====== Excerpt to read ======

Pleistocene climates in southern Nevada were predominantly wetter and colder than the current interglacial period. Cyclic episodes of aggradation and incision in Fortymile Wash, which drains the eastern slope of Yucca Mountain, are closely linked to Pleistocene climate cycles. Formation of pedogenic cement is favored under wetter Pleistocene climates, consistent with increased soil moisture and vegetation, higher chemical solubility, and greater evapotranspiration relative to Holocene soil conditions.

The distribution and geochemistry of secondary minerals in subsurface fractures and cavities reflect unsaturated-zone hydrologic conditions and the response of the hydrogeologic system to changes in temperature and percolation flux over the last 12.8 m.y. Physical and fluid-inclusion evidence indicates that secondary calcite and opal formed in air-filled cavities from fluids percolating downward through connected fracture pathways in the unsaturated zone. Oxygen, strontium, and carbon isotope data from calcite are consistent with a descending meteoric water source but also indicate that water compositions and temperatures evolved through time. Geochronological data indicate that secondary mineral growth rates are less than 1–5 mm/m.y., and have remained approximately uniform over the last 10 m.y. or longer. These data are interpreted as evidence for hydrological stability despite large differences in surface moisture caused by climate shifts between the Miocene and Pleistocene and between Pleistocene glacial-interglacial cycles. Secondary mineral distribution and δ18O profiles indicate that evaporation in the shallower welded tuffs reduces infiltration fluxes. Several near-surface and subsurface processes likely are responsible for diverting or dampening infiltration and percolation, resulting in buffering of percolation fluxes to the deeper unsaturated zone.

====== Provided data ======

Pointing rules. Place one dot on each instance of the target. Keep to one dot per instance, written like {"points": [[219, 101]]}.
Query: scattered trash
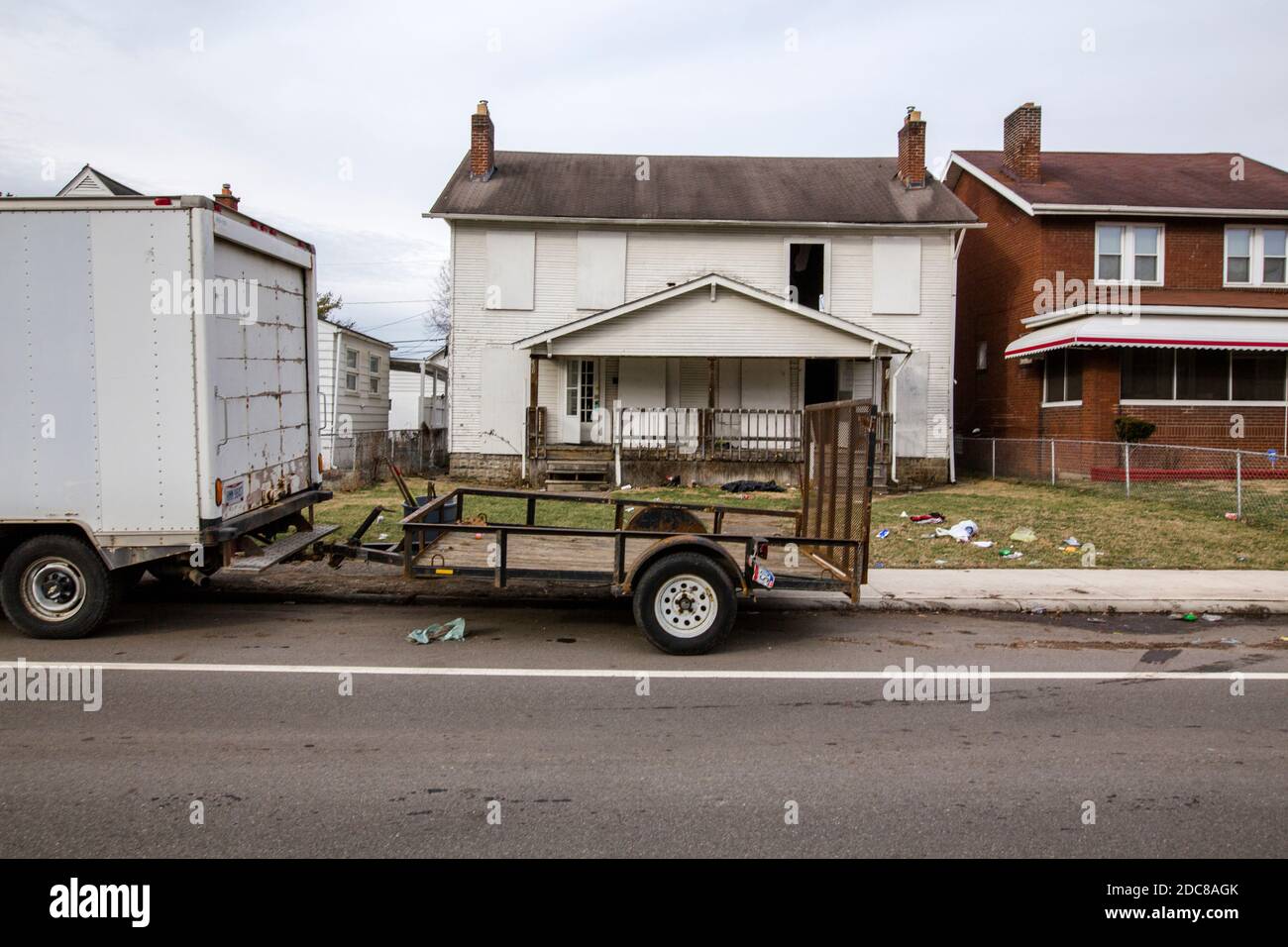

======

To do -
**A.** Decide whether each statement agrees with the passage on Yucca Mountain. For each of (i), (ii), and (iii), answer yes or no and quote the passage's deciding words.
(i) Pleistocene climates in southern Nevada were mostly drier than the current interglacial period.
(ii) Secondary calcite and opal formed in air-filled cavities.
(iii) Secondary mineral growth rates have stayed roughly uniform over the last 10 m.y. or longer.
**B.** Carry the passage on Yucca Mountain forward, starting after its final sentence.

Task results -
**A.**
(i) No: "predominantly wetter and colder than the current interglacial period"
(ii) Yes: "secondary calcite and opal formed in air-filled cavities"
(iii) Yes: "have remained approximately uniform over the last 10 m.y. or longer"

**B.**
Cooler and wetter Pleistocene climates resulted in increased recharge in upland areas and higher water tables at Yucca Mountain and throughout the region. Discharge deposits in the Amargosa Desert were active during glacial periods, but only in areas where the modern water table is within 7–30 m of the surface. Published groundwater models simulate water-table rises beneath Yucca Mountain of as much as 150 m during glacial climates. However, most evidence from Fortymile Canyon up gradient from Yucca Mountain limits water-table rises to 30 m or less, which is consistent with evidence from discharge sites in the Amargosa Desert. The isotopic compositions of uranium in tuffs spanning the water table in two Yucca Mountain boreholes indicate that Pleistocene water-table rises likely were restricted to 25–50 m above modern positions and are in approximate agreement with water-table rises estimated from zeolitic-to-vitric transitions in the Yucca Mountain tuffs (less than 60 m in the last 11.6 m.y.).